Почти восемь лет, прошедших после… За это время я не слышала от многих из тех, кто назывался друзьями, вопроса о необходимости помощи. Да, я понимаю, что произвожу впечатление преуспевающей в карьере, уверенной в себе и не терпящей никаких сентиментальностей женщины, но разве такая надобность в большей степени нужна мне, а не им, тем, которые в первые часы моего необратимого одиночества говорили, что будут рядом и придут на помощь при первой необходимости. Я полагаю, человек просит о помощи тех, в чьем чистосердечном желании помочь не сомневается, не сомневается в возможности ее получить без лишних вопросов, жалостливых увещеваний, долгих объяснений. Потому ценность тех, кто всё это время рядом, тех, кто хочет быть близким и участвовать в преодолении сложностей жизни, помогать, не ожидая просьбы о помощи, становится во сто крат значимее всех высокопарных слов, не подкрепленных действием.

Я очень ревнивый человек, я хочу и после Роминого ухода ни с кем его не делить и поселившуюся во мне боль тоже не делить и не делиться. Это моя боль, я никого к ней не подпускаю. Я абсолютно эгоистична в проживании ее.

Задание 1 →
Ответьте по отрывку:
(а) Сколько лет прошло, как сказано в самом начале?
(б) Какого вопроса за это время не прозвучало от многих из тех, кто назывался друзьями?
(в) Каким человеком называет себя автор в последнем абзаце?
Отрывок и записи взяты из разных источников.

Фрагмент набора данных:

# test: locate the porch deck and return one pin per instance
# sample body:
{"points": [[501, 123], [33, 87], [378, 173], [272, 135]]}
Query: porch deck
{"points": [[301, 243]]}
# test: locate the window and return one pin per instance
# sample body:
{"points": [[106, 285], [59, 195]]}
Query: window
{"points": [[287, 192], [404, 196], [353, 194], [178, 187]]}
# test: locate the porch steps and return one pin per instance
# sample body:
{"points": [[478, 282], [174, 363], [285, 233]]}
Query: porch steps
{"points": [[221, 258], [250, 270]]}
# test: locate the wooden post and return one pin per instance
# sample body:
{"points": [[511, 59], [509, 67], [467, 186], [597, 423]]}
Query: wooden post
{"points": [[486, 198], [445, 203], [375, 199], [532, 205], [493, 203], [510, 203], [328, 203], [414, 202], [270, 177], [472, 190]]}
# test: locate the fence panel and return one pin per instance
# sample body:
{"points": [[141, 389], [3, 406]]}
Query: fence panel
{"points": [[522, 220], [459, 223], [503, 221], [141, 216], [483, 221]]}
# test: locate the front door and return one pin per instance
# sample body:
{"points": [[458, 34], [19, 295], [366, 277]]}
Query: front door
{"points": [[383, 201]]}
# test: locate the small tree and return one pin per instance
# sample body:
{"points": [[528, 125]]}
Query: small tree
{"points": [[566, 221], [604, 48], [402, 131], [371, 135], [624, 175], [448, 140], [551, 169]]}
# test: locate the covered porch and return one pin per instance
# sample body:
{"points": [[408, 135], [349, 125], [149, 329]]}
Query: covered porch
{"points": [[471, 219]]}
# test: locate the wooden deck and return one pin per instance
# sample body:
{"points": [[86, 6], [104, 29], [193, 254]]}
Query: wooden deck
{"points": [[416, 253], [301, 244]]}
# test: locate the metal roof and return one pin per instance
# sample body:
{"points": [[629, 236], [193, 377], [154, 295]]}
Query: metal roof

Задание 2 → Отредактируйте записи, начиная со строки с «# test: locate the wooden deck» и до конца записей: замените «wooden deck» на «timber deck», а всё остальное оставьте без изменений. Выведите только эти строки.

Полное решение 1 →
(а) Почти восемь лет.
(б) Вопроса о необходимости помощи.
(в) Очень ревнивым человеком.

Полное решение 2 →
# test: locate the timber deck and return one pin per instance
# sample body:
{"points": [[86, 6], [104, 29], [193, 254]]}
Query: timber deck
{"points": [[416, 253], [301, 244]]}
# test: locate the metal roof and return one pin per instance
# sample body:
{"points": [[629, 236], [193, 377], [154, 295]]}
Query: metal roof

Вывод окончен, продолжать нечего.